EXERCISE REQUIREMENTS: Exactly the lines from the one containing "Dear assistant, the user would like the microphone identified" through the final line of the data are to be written out again, with nothing added.

Saved entries

= = = = = = =

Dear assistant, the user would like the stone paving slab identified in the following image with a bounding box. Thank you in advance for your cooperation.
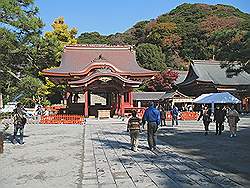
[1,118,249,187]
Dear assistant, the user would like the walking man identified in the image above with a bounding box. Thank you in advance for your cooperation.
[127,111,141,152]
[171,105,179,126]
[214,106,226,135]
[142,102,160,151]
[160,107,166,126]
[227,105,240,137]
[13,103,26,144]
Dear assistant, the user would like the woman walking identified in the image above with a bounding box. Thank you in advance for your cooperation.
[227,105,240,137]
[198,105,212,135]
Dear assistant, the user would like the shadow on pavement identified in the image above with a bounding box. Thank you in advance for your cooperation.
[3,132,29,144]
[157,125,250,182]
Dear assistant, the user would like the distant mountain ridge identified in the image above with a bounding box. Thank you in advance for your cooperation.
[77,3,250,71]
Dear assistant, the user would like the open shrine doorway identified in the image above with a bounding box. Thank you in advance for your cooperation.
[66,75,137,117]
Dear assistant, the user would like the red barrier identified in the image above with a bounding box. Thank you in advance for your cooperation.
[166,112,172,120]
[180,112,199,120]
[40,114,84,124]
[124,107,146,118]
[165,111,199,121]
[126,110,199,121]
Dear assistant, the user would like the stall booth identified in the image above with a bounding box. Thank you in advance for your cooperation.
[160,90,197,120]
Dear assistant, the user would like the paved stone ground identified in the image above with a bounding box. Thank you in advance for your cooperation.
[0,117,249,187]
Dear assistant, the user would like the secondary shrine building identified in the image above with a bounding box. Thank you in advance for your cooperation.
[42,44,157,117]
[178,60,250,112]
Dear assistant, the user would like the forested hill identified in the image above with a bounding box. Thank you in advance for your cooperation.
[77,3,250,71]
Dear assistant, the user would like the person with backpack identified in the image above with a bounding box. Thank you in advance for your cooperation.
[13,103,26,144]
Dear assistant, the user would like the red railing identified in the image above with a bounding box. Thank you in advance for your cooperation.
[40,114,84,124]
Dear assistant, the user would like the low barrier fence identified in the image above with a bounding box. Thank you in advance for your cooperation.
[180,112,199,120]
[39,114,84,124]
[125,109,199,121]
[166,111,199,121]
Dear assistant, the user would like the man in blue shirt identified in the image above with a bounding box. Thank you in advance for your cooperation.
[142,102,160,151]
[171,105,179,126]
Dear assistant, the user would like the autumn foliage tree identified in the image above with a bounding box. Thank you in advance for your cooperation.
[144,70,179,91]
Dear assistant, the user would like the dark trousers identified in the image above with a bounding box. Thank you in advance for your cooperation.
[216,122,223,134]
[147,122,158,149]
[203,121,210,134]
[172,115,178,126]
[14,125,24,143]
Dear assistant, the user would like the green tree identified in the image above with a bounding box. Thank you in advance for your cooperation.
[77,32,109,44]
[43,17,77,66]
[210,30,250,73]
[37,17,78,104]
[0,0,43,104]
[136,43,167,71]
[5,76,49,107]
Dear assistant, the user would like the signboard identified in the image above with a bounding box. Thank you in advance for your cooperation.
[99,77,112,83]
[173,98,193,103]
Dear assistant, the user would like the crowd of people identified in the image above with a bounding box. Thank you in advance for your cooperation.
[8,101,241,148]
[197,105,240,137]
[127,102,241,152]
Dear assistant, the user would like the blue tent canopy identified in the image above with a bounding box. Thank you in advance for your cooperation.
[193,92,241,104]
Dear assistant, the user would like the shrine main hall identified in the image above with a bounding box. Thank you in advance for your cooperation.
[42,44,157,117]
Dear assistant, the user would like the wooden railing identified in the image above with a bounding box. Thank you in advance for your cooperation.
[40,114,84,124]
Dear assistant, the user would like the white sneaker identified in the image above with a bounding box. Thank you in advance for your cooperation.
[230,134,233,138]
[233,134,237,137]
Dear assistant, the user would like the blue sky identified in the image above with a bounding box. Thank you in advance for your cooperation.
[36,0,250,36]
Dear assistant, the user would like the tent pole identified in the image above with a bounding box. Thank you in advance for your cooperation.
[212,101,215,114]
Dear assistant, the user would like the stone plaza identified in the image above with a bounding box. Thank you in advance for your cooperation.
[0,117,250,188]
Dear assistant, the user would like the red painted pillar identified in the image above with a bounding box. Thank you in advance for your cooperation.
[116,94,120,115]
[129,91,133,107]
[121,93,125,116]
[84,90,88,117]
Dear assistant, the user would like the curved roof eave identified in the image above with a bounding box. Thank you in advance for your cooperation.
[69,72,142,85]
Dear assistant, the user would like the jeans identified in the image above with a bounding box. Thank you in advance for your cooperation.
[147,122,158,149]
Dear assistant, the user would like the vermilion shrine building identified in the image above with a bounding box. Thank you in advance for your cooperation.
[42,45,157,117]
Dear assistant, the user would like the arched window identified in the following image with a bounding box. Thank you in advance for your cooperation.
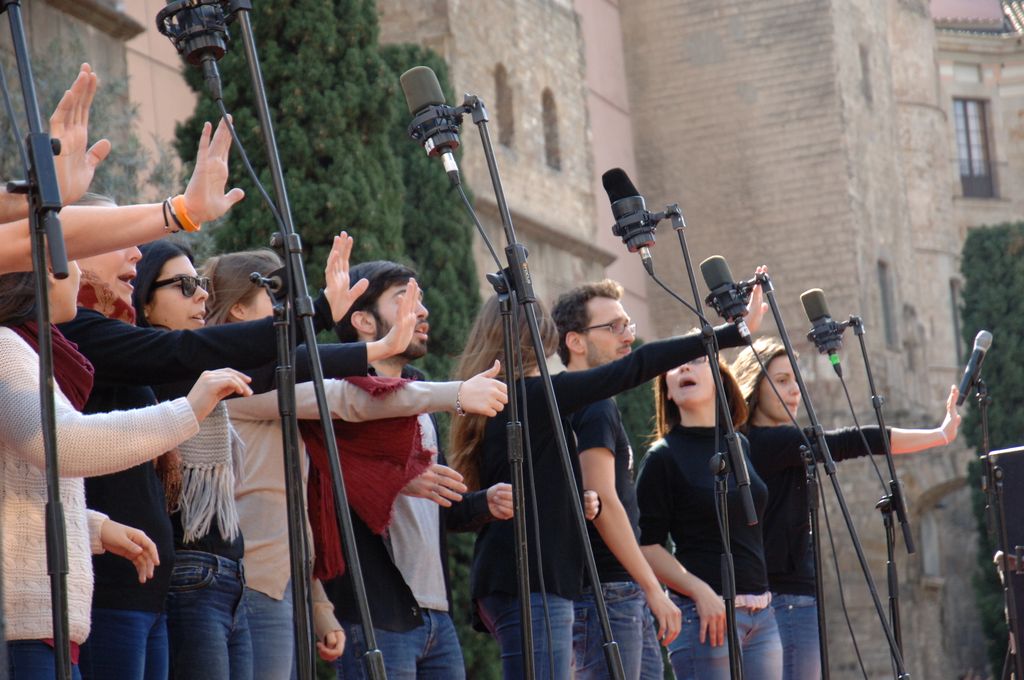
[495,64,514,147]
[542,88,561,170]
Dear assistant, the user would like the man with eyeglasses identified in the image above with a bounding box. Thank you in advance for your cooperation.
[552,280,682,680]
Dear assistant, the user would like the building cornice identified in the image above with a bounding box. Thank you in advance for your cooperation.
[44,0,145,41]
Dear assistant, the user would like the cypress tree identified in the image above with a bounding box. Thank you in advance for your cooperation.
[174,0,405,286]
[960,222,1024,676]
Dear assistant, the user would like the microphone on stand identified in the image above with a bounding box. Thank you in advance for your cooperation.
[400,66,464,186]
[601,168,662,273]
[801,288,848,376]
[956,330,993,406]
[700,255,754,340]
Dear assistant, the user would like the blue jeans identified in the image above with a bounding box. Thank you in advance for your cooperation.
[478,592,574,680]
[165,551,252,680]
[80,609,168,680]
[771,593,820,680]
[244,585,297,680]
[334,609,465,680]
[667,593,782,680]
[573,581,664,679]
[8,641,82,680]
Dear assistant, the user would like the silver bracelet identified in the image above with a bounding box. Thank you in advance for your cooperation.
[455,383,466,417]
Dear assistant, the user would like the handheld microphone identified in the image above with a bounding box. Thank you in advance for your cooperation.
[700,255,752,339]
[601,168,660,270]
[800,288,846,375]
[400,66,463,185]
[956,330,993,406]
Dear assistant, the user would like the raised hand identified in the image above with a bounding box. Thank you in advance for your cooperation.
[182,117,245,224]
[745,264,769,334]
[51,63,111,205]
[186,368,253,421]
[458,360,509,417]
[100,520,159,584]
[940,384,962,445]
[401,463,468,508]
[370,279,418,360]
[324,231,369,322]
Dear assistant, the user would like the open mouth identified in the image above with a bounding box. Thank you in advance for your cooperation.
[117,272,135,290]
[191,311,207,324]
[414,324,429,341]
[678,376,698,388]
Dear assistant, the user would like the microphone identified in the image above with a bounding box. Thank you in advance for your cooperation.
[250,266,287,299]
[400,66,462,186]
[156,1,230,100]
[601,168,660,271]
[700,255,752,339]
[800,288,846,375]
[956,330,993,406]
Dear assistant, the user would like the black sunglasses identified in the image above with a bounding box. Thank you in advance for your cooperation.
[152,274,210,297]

= = = = = = =

FINISHED TASK:
Dear assistant, the user would like the microphone identified in the image above with a bounding box. Thank you in advance for your cooperation.
[250,266,287,299]
[400,66,462,186]
[156,1,230,100]
[601,168,660,271]
[700,255,752,339]
[800,288,846,375]
[956,330,993,406]
Dear assistant, the user would like the black sunglasses identified in the image above with a bounding box. Thank you in advance for your cooperation.
[152,274,210,297]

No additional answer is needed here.